Отрывок для чтения
######

Война и мы — страница 90 из 198

Баграмян продолжает: «Темно уже, но кругом пылают стога сена. Это прекрасный ориентир для наших главных сил. Но они что-то медлят. Посылаю воентехника 2-го ранга Степанова доложить о результатах боя и о том, что мы следуем, как было приказано, на Сенчу.

Тем временем к нам все прибывает пополнение. Начальник снабжения горючими и смазочными материалами фронта генерал Алексеев и начальник охраны тыла фронта полковник Рогатин привели с собой группу пограничников. По одному, по двое, по трое подходят бойцы и командиры из различных тыловых учреждений. А колонны штаба все нет.

Поздней ночью мы приблизились к селу Исковцы-Сенчанские (Юсковцы). Несмотря на темноту, быстро сориентировались по дорожным указателям, которые гитлеровцы с немецкой педантичностью успели поставить почти на каждом перекрестке. Остановились, чтобы подтянуть и привести в порядок отряд. Пока Алексеев и я занимались этим, офицеры оперативного отдела обошли хаты. Узнав, что в село нагрянули не немцы, а «червонноармейцы», попрятавшиеся жители высыпали на улицу, наперебой стали потчевать бойцов разной снедью».

######

Что сделать
A. Кто, согласно отрывку для чтения, привел с собой группу пограничников?
B. Выпишите из отрывка для чтения часть, которая начинается со слов, содержащих «Война и мы —», и заканчивается словами «приказано, на Сенчу.».

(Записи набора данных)
######

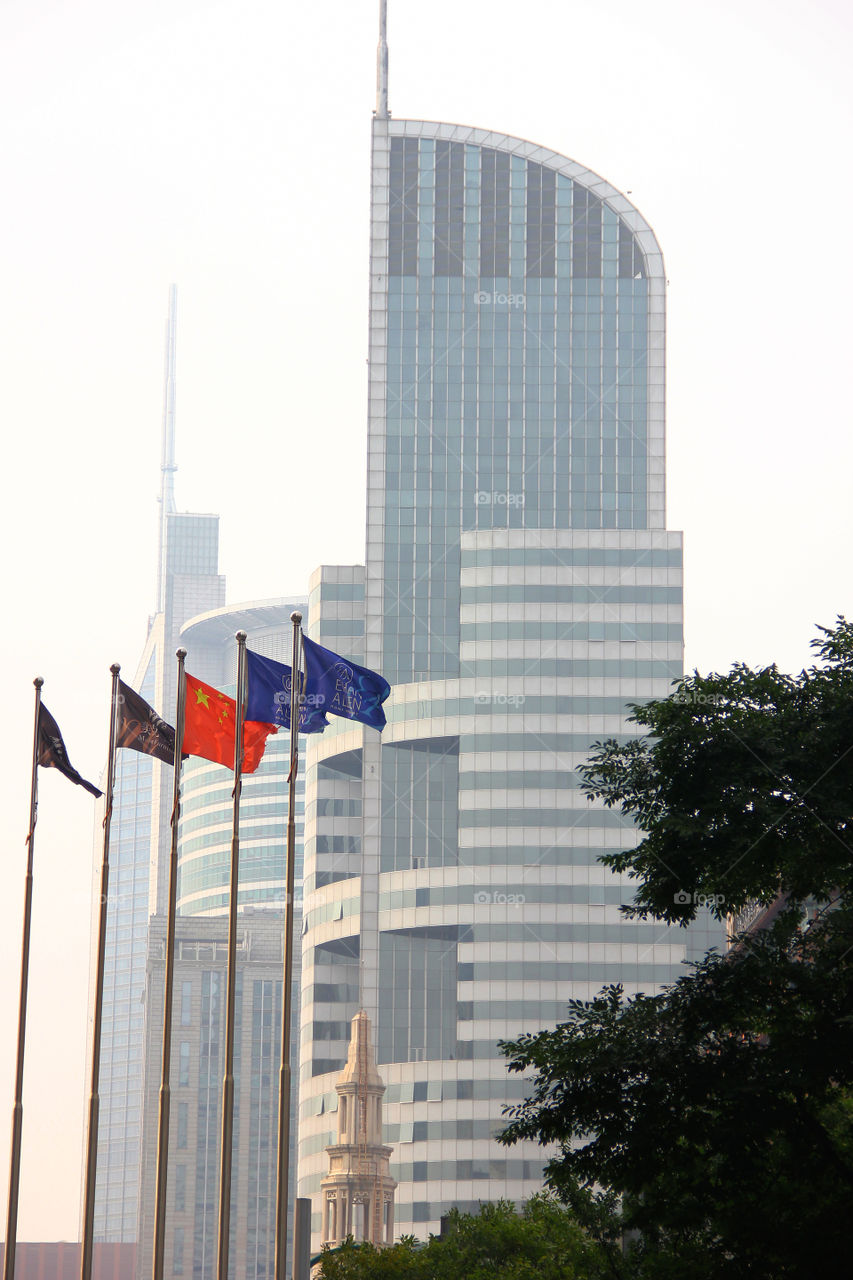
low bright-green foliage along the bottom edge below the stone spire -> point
(544, 1242)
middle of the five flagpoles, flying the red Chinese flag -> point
(166, 1092)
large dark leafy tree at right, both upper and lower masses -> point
(719, 1112)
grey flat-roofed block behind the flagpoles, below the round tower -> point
(193, 1191)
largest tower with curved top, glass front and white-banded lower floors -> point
(521, 588)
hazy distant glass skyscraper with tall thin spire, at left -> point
(189, 582)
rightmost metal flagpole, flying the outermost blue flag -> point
(285, 1067)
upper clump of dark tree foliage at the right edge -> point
(743, 785)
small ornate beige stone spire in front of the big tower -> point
(359, 1191)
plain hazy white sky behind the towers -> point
(225, 145)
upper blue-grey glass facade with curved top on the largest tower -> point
(523, 300)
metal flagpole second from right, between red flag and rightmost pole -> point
(229, 1080)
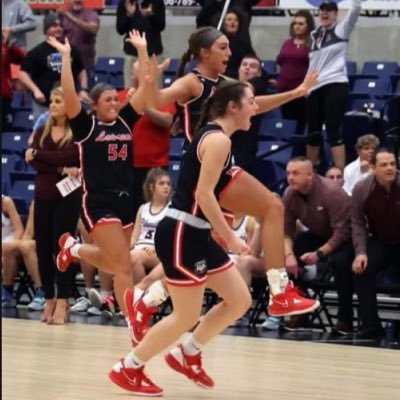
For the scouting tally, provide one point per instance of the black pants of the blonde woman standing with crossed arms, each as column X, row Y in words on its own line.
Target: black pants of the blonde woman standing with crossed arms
column 51, row 219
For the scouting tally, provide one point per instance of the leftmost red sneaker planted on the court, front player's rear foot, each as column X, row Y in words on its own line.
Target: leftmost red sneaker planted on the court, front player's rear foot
column 135, row 381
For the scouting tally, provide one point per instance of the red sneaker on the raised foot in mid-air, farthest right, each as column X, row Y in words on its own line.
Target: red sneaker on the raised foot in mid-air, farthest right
column 290, row 303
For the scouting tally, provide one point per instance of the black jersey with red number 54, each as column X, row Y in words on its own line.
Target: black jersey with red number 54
column 105, row 151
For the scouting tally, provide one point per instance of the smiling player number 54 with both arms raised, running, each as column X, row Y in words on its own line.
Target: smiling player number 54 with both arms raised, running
column 104, row 139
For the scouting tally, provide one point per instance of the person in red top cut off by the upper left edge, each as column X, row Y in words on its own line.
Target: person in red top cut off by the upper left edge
column 10, row 53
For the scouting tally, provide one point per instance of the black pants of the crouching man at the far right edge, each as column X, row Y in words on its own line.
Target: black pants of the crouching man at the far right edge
column 380, row 256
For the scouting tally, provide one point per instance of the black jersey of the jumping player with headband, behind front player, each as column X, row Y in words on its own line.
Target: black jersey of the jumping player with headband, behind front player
column 189, row 113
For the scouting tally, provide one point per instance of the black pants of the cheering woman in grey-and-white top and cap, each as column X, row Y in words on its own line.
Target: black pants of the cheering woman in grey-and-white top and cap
column 327, row 105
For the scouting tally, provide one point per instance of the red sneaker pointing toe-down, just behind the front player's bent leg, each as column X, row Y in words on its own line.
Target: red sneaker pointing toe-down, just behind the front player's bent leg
column 138, row 316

######

Ответы
A. Генерал Алексеев и полковник Рогатин.

B.
Война и мы — страница 90 из 198

Баграмян продолжает: «Темно уже, но кругом пылают стога сена. Это прекрасный ориентир для наших главных сил. Но они что-то медлят. Посылаю воентехника 2-го ранга Степанова доложить о результатах боя и о том, что мы следуем, как было приказано, на Сенчу.